— start Raw data —

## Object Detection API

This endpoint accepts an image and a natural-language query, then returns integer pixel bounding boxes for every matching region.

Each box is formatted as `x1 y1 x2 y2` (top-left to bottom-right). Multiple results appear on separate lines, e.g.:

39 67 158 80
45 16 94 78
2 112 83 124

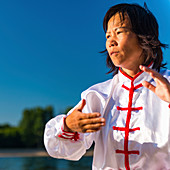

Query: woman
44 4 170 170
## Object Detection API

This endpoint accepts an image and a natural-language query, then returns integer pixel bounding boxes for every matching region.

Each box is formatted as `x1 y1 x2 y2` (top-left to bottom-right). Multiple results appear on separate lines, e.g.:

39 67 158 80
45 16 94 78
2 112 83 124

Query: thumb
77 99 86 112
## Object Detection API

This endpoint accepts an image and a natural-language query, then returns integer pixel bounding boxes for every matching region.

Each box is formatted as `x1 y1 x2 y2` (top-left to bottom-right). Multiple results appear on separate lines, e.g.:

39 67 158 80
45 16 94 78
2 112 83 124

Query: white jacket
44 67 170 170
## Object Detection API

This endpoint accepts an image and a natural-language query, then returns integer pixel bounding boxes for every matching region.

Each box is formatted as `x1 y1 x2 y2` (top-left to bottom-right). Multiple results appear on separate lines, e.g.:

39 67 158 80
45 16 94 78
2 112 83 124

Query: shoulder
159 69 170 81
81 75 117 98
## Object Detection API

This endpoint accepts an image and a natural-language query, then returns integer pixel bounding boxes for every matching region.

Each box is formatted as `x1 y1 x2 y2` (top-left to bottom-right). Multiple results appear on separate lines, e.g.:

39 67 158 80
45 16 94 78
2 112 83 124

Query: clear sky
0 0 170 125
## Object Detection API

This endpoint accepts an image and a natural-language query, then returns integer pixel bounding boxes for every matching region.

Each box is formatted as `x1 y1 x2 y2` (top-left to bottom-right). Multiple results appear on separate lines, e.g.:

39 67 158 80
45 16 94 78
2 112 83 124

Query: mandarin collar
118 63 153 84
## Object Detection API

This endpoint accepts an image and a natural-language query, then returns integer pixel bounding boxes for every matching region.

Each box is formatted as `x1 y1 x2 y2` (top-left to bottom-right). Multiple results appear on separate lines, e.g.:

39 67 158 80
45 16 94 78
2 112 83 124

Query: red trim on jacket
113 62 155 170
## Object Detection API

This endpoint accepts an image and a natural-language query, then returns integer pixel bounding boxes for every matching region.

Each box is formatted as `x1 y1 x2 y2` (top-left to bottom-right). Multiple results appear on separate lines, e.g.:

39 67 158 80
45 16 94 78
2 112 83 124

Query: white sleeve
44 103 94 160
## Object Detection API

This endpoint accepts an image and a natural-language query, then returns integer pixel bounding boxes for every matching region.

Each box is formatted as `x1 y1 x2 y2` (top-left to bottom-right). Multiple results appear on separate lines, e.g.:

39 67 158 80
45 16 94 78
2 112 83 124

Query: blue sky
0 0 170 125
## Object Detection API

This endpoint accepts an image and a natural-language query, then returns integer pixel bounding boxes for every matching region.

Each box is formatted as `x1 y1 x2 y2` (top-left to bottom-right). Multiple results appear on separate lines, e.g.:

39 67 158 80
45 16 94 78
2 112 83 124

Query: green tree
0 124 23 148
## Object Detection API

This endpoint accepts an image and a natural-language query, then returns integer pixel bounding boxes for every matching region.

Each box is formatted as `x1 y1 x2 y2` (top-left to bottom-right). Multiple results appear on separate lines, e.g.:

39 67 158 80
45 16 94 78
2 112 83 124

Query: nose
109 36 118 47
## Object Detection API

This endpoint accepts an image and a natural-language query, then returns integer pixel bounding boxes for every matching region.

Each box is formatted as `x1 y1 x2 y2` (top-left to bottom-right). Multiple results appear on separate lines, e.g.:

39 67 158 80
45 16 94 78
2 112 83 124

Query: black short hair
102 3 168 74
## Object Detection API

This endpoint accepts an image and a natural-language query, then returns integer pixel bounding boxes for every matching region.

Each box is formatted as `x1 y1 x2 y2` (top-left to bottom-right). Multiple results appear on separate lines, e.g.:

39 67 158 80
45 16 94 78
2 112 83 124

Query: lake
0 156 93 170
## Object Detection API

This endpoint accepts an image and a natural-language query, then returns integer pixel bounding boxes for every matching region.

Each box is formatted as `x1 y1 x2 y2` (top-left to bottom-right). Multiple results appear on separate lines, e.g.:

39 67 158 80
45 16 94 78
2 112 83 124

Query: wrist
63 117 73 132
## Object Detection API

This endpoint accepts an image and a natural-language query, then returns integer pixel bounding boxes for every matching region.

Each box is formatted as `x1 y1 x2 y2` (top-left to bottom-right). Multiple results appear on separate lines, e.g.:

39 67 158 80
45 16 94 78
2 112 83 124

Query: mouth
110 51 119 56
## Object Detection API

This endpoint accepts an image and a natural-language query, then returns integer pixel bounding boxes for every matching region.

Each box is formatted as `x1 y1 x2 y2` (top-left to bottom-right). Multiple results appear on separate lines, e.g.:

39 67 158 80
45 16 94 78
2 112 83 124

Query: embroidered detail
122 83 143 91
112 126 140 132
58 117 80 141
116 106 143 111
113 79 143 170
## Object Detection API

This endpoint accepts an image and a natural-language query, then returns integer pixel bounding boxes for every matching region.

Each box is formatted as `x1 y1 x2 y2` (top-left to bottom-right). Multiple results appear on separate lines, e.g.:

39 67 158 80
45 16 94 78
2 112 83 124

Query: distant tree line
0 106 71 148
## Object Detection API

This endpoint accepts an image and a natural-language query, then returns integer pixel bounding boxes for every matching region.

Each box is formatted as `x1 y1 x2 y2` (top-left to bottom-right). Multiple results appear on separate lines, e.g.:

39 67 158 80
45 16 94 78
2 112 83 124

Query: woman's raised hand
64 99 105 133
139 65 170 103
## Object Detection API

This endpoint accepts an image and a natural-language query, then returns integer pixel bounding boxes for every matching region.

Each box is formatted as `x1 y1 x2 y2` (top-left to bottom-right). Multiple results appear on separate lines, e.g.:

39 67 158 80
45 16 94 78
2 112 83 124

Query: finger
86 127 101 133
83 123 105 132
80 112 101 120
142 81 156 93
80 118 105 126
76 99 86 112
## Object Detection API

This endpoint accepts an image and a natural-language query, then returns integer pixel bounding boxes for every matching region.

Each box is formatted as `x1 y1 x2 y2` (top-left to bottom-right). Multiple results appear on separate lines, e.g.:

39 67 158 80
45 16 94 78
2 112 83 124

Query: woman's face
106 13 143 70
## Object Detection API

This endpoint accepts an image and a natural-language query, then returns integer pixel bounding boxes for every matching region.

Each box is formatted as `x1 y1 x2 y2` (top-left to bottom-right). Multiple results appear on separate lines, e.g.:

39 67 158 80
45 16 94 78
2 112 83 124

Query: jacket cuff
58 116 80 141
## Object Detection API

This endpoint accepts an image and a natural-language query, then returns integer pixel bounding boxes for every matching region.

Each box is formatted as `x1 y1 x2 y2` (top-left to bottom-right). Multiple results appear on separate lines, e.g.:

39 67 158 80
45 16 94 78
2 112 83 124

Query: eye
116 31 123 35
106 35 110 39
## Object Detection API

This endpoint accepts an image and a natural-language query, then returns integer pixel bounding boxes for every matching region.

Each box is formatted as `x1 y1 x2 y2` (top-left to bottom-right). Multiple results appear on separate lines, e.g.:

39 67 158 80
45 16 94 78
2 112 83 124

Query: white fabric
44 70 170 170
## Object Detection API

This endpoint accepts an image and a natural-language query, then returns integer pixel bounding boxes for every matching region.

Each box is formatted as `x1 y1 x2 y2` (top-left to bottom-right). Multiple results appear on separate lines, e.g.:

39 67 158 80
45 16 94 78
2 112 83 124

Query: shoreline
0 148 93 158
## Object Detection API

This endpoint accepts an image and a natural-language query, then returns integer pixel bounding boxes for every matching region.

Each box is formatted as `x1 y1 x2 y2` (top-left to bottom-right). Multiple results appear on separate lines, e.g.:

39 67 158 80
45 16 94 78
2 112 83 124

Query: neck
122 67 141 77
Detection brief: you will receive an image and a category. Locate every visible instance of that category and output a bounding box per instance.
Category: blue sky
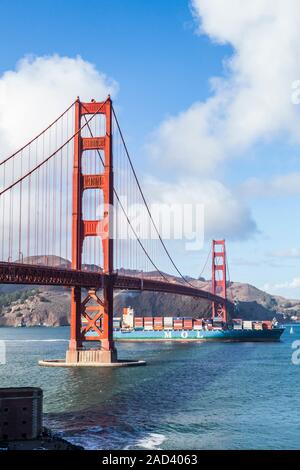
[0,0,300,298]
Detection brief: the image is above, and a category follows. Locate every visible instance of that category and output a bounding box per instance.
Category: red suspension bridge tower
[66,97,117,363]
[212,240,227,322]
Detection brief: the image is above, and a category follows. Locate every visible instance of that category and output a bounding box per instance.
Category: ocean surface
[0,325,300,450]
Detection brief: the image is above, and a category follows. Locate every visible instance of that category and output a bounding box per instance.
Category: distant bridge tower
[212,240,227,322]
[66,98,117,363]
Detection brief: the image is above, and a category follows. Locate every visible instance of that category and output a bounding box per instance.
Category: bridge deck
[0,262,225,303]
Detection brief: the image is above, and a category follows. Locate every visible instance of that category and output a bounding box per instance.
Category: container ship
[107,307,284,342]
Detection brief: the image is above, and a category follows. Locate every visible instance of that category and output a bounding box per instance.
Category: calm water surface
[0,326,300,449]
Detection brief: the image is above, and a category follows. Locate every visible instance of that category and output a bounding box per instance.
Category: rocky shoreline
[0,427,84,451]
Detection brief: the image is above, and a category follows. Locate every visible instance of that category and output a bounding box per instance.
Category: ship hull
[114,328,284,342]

— end Raw data —

Given request =
Reproduce the listing verbatim from its first line through the line containing "81 75 117 98", both included. Leave the pictures out.

Written solution =
## Object Detection API

This endpoint accepts an image and a natural-language query, then returns integer pixel bounding boxes for every matching region.

Each box is formatted as `x1 y1 x2 y2` (top-left to bottom-right). Multiple results appear on separate lines, e.g.:

39 67 158 80
45 16 94 78
2 112 83 124


Query: woman
44 4 170 170
## Object Detection API

This endpoint accepts an image and a natural-language query, then returns integer pixel bounding boxes for every matching region.

Each box is formatted as `x1 y1 x2 y2` (top-left to bottom-right). Multiple results appear on separate lines, e.g.:

39 67 158 80
45 16 94 78
2 112 83 124

Query: thumb
77 99 86 112
## Object Detection API

This endpoint accepts an image and a natural-language query, then returns integer pixel bounding boxes for every matching region.

Each box is formatted as `x1 y1 x2 y2` (top-left to bottom-right). Multiple results appear on separate lines, e.g.:

39 67 158 80
45 16 94 78
2 112 83 124

Query: white jacket
44 67 170 170
## Object Detection API

This endpoint accepts an image and a natural-language query, then returns integer pixel bounding boxes for every matching region.

Each box is formatted as `x1 y1 x2 y2` (top-left to bottom-right). Multiple results appear on separate lines, e.g.:

39 67 158 80
45 16 94 78
2 112 83 124

Query: shoulder
159 69 170 81
81 75 117 98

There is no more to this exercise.